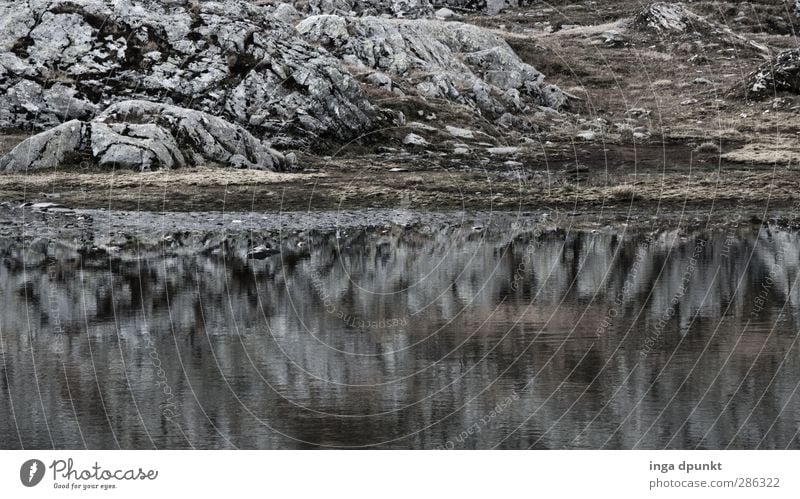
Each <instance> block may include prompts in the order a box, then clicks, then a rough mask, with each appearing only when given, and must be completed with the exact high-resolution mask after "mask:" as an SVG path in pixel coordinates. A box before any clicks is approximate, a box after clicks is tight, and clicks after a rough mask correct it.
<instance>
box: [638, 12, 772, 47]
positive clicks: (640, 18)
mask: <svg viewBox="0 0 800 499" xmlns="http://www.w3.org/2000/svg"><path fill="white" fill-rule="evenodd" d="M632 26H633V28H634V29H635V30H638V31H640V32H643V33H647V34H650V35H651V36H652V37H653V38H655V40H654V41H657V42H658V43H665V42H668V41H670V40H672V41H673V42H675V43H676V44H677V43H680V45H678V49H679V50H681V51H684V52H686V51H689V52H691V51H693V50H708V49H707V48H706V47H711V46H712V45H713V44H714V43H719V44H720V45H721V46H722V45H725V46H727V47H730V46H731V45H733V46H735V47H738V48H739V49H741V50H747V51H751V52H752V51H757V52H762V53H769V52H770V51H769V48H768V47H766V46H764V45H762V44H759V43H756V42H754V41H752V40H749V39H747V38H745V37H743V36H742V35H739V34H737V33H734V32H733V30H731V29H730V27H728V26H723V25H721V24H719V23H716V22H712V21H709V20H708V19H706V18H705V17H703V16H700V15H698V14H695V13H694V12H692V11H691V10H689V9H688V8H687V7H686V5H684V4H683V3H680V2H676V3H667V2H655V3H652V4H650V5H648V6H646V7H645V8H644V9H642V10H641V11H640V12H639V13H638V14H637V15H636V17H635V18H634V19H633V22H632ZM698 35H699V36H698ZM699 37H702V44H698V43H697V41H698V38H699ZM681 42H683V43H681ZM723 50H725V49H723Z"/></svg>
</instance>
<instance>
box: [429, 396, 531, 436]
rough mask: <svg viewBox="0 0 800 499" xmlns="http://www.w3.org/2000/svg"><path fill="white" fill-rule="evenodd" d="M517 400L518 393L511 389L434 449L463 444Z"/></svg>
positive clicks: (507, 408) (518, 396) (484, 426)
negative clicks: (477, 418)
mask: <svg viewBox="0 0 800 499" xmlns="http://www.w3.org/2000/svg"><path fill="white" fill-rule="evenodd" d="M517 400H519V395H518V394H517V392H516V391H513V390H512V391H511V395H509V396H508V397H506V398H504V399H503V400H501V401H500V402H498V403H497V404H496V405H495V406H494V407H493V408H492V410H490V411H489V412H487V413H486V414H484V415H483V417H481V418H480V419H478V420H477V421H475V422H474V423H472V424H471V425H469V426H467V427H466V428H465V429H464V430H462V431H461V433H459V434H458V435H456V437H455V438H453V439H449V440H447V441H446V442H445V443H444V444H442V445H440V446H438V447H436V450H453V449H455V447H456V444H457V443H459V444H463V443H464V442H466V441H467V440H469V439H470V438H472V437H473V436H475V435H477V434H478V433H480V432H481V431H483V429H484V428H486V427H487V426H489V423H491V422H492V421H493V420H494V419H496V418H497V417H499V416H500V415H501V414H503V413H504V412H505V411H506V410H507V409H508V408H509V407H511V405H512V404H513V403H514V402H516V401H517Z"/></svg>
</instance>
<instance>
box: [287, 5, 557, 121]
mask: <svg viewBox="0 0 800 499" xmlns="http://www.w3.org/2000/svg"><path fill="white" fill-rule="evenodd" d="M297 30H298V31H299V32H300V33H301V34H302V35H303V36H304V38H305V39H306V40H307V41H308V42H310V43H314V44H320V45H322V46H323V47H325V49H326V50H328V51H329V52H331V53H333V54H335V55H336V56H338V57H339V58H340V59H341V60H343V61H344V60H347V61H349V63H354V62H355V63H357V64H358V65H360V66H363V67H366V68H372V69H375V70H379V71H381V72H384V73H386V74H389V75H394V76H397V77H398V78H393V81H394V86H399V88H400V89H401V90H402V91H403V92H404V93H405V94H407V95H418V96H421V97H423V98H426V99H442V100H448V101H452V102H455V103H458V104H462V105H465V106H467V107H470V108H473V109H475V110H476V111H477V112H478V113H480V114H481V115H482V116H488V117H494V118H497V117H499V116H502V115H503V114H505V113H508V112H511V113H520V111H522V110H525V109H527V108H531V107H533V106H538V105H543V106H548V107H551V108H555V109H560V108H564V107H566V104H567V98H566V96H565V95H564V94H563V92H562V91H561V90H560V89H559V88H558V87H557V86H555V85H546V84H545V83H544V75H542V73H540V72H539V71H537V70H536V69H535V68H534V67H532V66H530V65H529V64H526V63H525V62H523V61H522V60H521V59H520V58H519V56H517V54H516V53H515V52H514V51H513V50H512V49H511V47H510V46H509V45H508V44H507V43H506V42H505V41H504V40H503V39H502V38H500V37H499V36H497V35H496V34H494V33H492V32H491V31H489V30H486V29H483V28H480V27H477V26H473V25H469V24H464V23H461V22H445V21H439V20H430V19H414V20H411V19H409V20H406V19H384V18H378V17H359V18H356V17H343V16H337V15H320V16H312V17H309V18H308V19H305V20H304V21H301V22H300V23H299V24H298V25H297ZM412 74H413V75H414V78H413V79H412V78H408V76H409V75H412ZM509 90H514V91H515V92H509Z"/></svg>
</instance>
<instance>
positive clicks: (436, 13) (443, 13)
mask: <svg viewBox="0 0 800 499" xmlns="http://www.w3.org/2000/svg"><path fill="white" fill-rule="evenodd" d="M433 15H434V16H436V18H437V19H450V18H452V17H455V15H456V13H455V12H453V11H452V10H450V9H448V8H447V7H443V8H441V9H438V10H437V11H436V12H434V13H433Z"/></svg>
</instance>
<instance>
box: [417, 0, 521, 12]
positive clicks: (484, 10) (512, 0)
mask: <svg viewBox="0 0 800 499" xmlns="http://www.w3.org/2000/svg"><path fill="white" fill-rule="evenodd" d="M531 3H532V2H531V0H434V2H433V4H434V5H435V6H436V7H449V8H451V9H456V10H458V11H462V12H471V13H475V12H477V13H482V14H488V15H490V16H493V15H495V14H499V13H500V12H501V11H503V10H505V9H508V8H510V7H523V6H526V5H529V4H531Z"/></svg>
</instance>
************
What the task requires:
Reproduce the data above verbatim, minus any images.

Written answer:
Each <instance> block may include prompts in the order a box, then clicks, then a rough mask, with each appearing only when given, and must be completed with the exact high-resolution mask after "mask:" as an SVG path in pixel coordinates. A box before any clicks is approximate, a box after clicks is tight, and clicks after a rough mask correct it.
<instance>
box: [638, 12, 772, 47]
positive clicks: (640, 18)
mask: <svg viewBox="0 0 800 499" xmlns="http://www.w3.org/2000/svg"><path fill="white" fill-rule="evenodd" d="M632 26H633V28H634V29H635V30H638V31H640V32H643V33H647V34H650V35H651V36H652V37H653V38H655V40H654V41H657V42H658V43H665V42H668V41H670V40H672V41H673V42H675V43H676V44H677V43H680V45H678V49H679V50H681V51H684V52H686V51H689V52H691V51H693V50H708V49H707V48H706V47H711V46H712V45H713V44H714V43H719V44H720V45H721V46H722V45H725V46H727V47H730V46H731V45H733V46H735V47H738V48H739V49H741V50H747V51H751V52H752V51H757V52H762V53H769V52H770V51H769V48H768V47H766V46H764V45H762V44H759V43H756V42H754V41H752V40H749V39H747V38H745V37H743V36H742V35H739V34H737V33H734V32H733V30H731V29H730V27H728V26H723V25H721V24H719V23H716V22H712V21H709V20H708V19H706V18H705V17H703V16H700V15H698V14H695V13H694V12H692V11H691V10H689V9H688V8H687V7H686V5H684V4H683V3H680V2H676V3H667V2H655V3H652V4H650V5H648V6H646V7H645V8H644V9H642V10H641V11H640V12H639V13H638V14H637V15H636V17H635V18H634V19H633V22H632ZM698 35H699V36H698ZM699 37H702V44H698V43H697V41H698V38H699ZM681 42H683V43H681ZM723 50H725V49H723Z"/></svg>
</instance>
<instance>
box: [429, 396, 531, 436]
rough mask: <svg viewBox="0 0 800 499" xmlns="http://www.w3.org/2000/svg"><path fill="white" fill-rule="evenodd" d="M517 400L518 393L511 389L434 449L463 444Z"/></svg>
positive clicks: (507, 408) (518, 396) (484, 426)
negative clicks: (477, 418)
mask: <svg viewBox="0 0 800 499" xmlns="http://www.w3.org/2000/svg"><path fill="white" fill-rule="evenodd" d="M517 400H519V395H518V394H517V392H516V391H513V390H512V391H511V395H509V396H508V397H506V398H504V399H503V400H501V401H500V402H498V403H497V404H496V405H495V406H494V407H493V408H492V410H490V411H489V412H487V413H486V414H484V415H483V417H481V418H480V419H478V420H477V421H475V422H474V423H472V424H471V425H469V426H467V427H466V428H465V429H464V430H462V431H461V433H459V434H458V435H456V437H455V438H453V439H449V440H447V441H446V442H445V443H444V444H442V445H440V446H438V447H436V450H453V449H455V447H456V444H457V443H459V444H463V443H464V442H466V441H467V440H469V439H470V438H472V437H473V436H475V435H477V434H478V433H480V432H481V431H483V429H484V428H486V427H487V426H489V423H491V422H492V421H493V420H494V419H496V418H497V417H499V416H500V415H501V414H503V413H504V412H505V411H506V410H507V409H508V408H509V407H511V405H512V404H513V403H514V402H516V401H517Z"/></svg>
</instance>
<instance>
box: [287, 5, 557, 121]
mask: <svg viewBox="0 0 800 499" xmlns="http://www.w3.org/2000/svg"><path fill="white" fill-rule="evenodd" d="M297 30H298V31H299V32H300V33H301V34H302V35H303V36H304V38H305V39H306V40H307V41H308V42H310V43H314V44H320V45H322V46H323V47H325V49H326V50H328V51H329V52H331V53H333V54H335V55H336V56H338V57H339V58H340V59H341V60H343V61H344V60H347V61H349V63H354V62H355V63H357V64H358V65H360V66H363V67H366V68H372V69H375V70H379V71H381V72H384V73H386V74H389V75H394V76H397V77H398V78H393V81H394V86H399V88H400V89H401V90H402V91H403V92H404V93H405V94H407V95H418V96H421V97H423V98H426V99H442V100H448V101H452V102H455V103H458V104H462V105H465V106H467V107H470V108H473V109H475V110H476V111H477V112H478V113H480V114H481V115H482V116H488V117H494V118H497V117H499V116H502V115H503V114H505V113H508V112H511V113H520V111H522V110H525V109H527V108H531V107H533V106H538V105H543V106H548V107H551V108H555V109H560V108H564V107H566V104H567V98H566V96H565V95H564V94H563V92H562V91H561V90H560V89H559V88H558V87H557V86H555V85H546V84H545V83H544V75H542V73H540V72H539V71H537V70H536V69H535V68H534V67H532V66H530V65H529V64H526V63H525V62H523V61H522V60H521V59H520V58H519V56H517V54H516V53H515V52H514V51H513V50H512V49H511V47H510V46H509V45H508V44H507V43H506V42H505V41H504V40H503V39H502V38H500V37H499V36H497V35H496V34H494V33H492V32H491V31H489V30H486V29H483V28H480V27H477V26H473V25H469V24H464V23H461V22H445V21H439V20H430V19H414V20H411V19H409V20H406V19H384V18H378V17H359V18H356V17H343V16H337V15H320V16H312V17H309V18H308V19H305V20H304V21H301V22H300V23H299V24H298V25H297ZM412 74H413V75H414V78H413V79H412V78H408V76H409V75H412ZM509 90H514V91H515V92H509Z"/></svg>
</instance>
<instance>
positive clicks: (436, 13) (443, 13)
mask: <svg viewBox="0 0 800 499" xmlns="http://www.w3.org/2000/svg"><path fill="white" fill-rule="evenodd" d="M433 15H434V16H436V18H437V19H450V18H452V17H455V15H456V13H455V12H453V11H452V10H450V9H448V8H447V7H443V8H441V9H438V10H437V11H436V12H434V13H433Z"/></svg>
</instance>
<instance>
box: [417, 0, 521, 12]
positive clicks: (484, 10) (512, 0)
mask: <svg viewBox="0 0 800 499" xmlns="http://www.w3.org/2000/svg"><path fill="white" fill-rule="evenodd" d="M531 3H532V2H531V0H434V2H433V4H434V5H435V6H436V7H449V8H451V9H456V10H458V11H462V12H471V13H475V12H477V13H482V14H488V15H490V16H493V15H495V14H499V13H500V12H501V11H503V10H505V9H508V8H510V7H523V6H526V5H529V4H531Z"/></svg>
</instance>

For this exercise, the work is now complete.